= Stated goal =
Pull out every line in the records below that contains the word "number" and copy each one in full. Case counts, so only match that exact capitalization.

— START Exercise material —

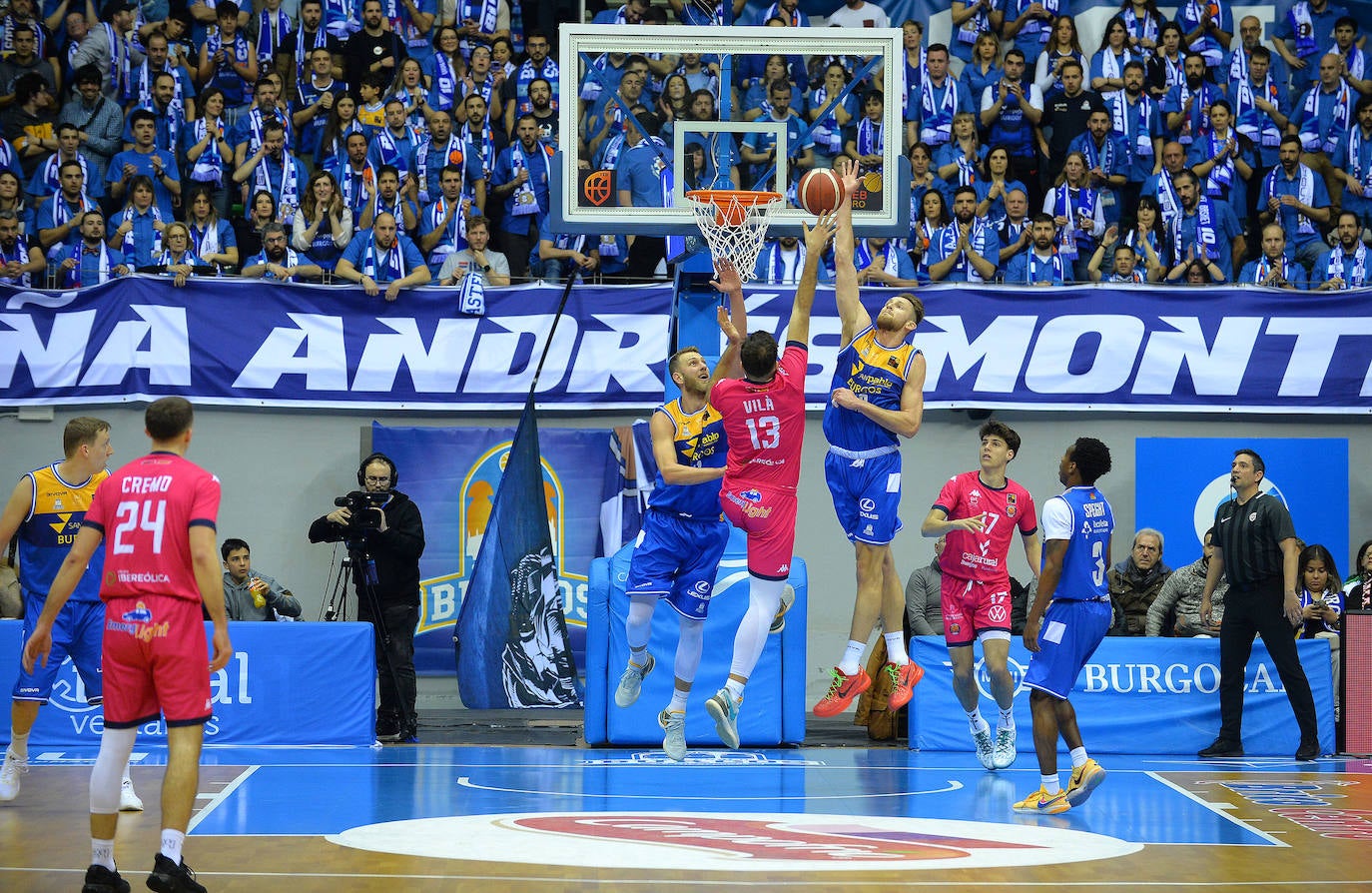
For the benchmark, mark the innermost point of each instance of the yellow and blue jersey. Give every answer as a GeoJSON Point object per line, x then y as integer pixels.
{"type": "Point", "coordinates": [47, 533]}
{"type": "Point", "coordinates": [877, 375]}
{"type": "Point", "coordinates": [699, 440]}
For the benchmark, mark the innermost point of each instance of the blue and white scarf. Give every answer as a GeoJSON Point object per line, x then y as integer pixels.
{"type": "Point", "coordinates": [209, 166]}
{"type": "Point", "coordinates": [936, 125]}
{"type": "Point", "coordinates": [1358, 276]}
{"type": "Point", "coordinates": [274, 29]}
{"type": "Point", "coordinates": [77, 253]}
{"type": "Point", "coordinates": [1309, 135]}
{"type": "Point", "coordinates": [1303, 194]}
{"type": "Point", "coordinates": [383, 268]}
{"type": "Point", "coordinates": [1251, 121]}
{"type": "Point", "coordinates": [1206, 234]}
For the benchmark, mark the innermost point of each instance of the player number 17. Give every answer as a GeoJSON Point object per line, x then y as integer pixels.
{"type": "Point", "coordinates": [151, 520]}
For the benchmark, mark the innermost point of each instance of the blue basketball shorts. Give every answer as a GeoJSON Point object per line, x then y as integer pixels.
{"type": "Point", "coordinates": [1069, 635]}
{"type": "Point", "coordinates": [677, 558]}
{"type": "Point", "coordinates": [77, 634]}
{"type": "Point", "coordinates": [866, 495]}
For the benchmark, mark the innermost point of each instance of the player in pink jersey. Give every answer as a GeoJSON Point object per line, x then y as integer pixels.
{"type": "Point", "coordinates": [157, 518]}
{"type": "Point", "coordinates": [763, 405]}
{"type": "Point", "coordinates": [980, 511]}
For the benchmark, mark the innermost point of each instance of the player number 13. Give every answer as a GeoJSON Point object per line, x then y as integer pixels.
{"type": "Point", "coordinates": [151, 520]}
{"type": "Point", "coordinates": [766, 433]}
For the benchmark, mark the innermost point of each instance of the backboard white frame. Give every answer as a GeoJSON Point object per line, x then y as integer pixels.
{"type": "Point", "coordinates": [593, 40]}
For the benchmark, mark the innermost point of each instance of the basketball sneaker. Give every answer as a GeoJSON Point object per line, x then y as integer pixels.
{"type": "Point", "coordinates": [1085, 778]}
{"type": "Point", "coordinates": [903, 680]}
{"type": "Point", "coordinates": [129, 800]}
{"type": "Point", "coordinates": [10, 772]}
{"type": "Point", "coordinates": [633, 682]}
{"type": "Point", "coordinates": [986, 752]}
{"type": "Point", "coordinates": [100, 879]}
{"type": "Point", "coordinates": [723, 709]}
{"type": "Point", "coordinates": [674, 742]}
{"type": "Point", "coordinates": [788, 598]}
{"type": "Point", "coordinates": [1004, 753]}
{"type": "Point", "coordinates": [1042, 803]}
{"type": "Point", "coordinates": [841, 691]}
{"type": "Point", "coordinates": [169, 877]}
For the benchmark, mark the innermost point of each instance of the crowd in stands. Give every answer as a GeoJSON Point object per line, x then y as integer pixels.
{"type": "Point", "coordinates": [394, 143]}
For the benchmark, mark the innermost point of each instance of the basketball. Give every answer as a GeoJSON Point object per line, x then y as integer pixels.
{"type": "Point", "coordinates": [819, 191]}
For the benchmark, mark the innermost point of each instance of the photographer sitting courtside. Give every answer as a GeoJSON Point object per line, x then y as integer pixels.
{"type": "Point", "coordinates": [385, 542]}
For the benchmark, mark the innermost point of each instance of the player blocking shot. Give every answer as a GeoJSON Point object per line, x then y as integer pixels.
{"type": "Point", "coordinates": [760, 393]}
{"type": "Point", "coordinates": [1069, 617]}
{"type": "Point", "coordinates": [979, 511]}
{"type": "Point", "coordinates": [877, 398]}
{"type": "Point", "coordinates": [683, 538]}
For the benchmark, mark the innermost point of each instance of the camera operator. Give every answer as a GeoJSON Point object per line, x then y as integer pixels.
{"type": "Point", "coordinates": [384, 536]}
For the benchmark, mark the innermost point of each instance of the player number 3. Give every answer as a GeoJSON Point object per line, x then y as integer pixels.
{"type": "Point", "coordinates": [128, 516]}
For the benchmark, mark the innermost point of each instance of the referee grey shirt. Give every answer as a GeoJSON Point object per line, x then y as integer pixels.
{"type": "Point", "coordinates": [1250, 536]}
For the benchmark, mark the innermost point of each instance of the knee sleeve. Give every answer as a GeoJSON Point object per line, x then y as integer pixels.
{"type": "Point", "coordinates": [689, 647]}
{"type": "Point", "coordinates": [116, 746]}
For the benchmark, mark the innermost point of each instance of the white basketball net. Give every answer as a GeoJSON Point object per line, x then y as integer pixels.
{"type": "Point", "coordinates": [741, 242]}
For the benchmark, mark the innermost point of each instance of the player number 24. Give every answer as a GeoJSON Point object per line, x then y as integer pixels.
{"type": "Point", "coordinates": [766, 433]}
{"type": "Point", "coordinates": [129, 518]}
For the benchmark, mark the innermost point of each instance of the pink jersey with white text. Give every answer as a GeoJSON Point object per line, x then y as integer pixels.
{"type": "Point", "coordinates": [983, 555]}
{"type": "Point", "coordinates": [146, 511]}
{"type": "Point", "coordinates": [766, 425]}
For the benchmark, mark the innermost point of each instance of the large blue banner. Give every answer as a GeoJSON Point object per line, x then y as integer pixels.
{"type": "Point", "coordinates": [457, 470]}
{"type": "Point", "coordinates": [287, 683]}
{"type": "Point", "coordinates": [1136, 694]}
{"type": "Point", "coordinates": [1180, 481]}
{"type": "Point", "coordinates": [1163, 349]}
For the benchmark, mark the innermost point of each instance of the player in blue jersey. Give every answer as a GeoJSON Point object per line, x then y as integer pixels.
{"type": "Point", "coordinates": [46, 509]}
{"type": "Point", "coordinates": [1064, 632]}
{"type": "Point", "coordinates": [683, 529]}
{"type": "Point", "coordinates": [877, 398]}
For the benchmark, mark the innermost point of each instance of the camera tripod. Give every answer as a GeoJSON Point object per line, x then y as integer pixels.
{"type": "Point", "coordinates": [362, 569]}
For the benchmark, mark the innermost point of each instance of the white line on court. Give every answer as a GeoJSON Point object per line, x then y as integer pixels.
{"type": "Point", "coordinates": [1220, 809]}
{"type": "Point", "coordinates": [466, 782]}
{"type": "Point", "coordinates": [220, 797]}
{"type": "Point", "coordinates": [704, 881]}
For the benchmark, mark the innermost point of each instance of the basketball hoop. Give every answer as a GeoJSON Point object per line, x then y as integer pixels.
{"type": "Point", "coordinates": [734, 224]}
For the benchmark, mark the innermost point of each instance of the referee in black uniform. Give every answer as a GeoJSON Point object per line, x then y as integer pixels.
{"type": "Point", "coordinates": [1254, 542]}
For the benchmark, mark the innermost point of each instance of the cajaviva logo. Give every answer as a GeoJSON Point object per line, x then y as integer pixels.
{"type": "Point", "coordinates": [734, 841]}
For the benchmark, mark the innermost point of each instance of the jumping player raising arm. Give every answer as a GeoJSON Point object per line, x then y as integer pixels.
{"type": "Point", "coordinates": [876, 398]}
{"type": "Point", "coordinates": [765, 420]}
{"type": "Point", "coordinates": [677, 558]}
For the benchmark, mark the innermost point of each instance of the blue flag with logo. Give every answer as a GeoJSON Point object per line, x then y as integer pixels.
{"type": "Point", "coordinates": [510, 639]}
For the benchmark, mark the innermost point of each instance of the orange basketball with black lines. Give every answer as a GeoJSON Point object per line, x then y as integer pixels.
{"type": "Point", "coordinates": [819, 191]}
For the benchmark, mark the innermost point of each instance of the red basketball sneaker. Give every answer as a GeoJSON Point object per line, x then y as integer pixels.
{"type": "Point", "coordinates": [843, 691]}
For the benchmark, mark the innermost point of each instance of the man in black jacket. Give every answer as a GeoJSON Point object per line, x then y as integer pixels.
{"type": "Point", "coordinates": [392, 547]}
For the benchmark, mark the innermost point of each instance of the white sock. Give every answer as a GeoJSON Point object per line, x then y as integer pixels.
{"type": "Point", "coordinates": [102, 853]}
{"type": "Point", "coordinates": [172, 841]}
{"type": "Point", "coordinates": [851, 661]}
{"type": "Point", "coordinates": [896, 647]}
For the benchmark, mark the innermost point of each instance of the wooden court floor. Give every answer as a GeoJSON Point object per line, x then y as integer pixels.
{"type": "Point", "coordinates": [565, 818]}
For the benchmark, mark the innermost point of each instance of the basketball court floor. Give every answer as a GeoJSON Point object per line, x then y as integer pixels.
{"type": "Point", "coordinates": [835, 818]}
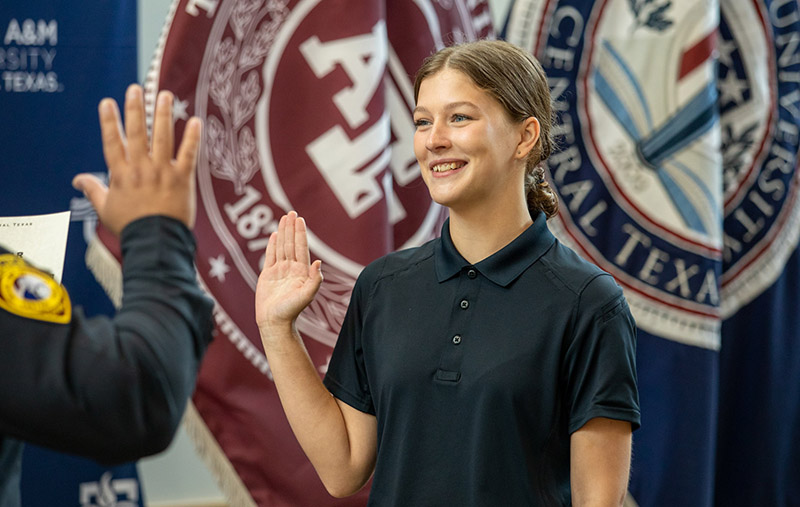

— END Exercise material —

= Full solution =
For the benchmark, mark the innermost point of each instance of the player number 17. Give every answer as a GeoJSON Point object per line, x then y as integer pixels.
For the benchmark, mark the innermost point of each instance of the player number 13. Give every answer as a GeoJSON Point object per line, x then y as integer pixels.
For the benchmark, mark the innermost point of each instance of the player number 3. Give every answer as a GeoJSON Point object per line, x then y as integer pixels.
For the benchmark, mark the innermost point of each instance of the player number 24. Give every answer as a GeoJSON Point object per line, x then y as integer pixels.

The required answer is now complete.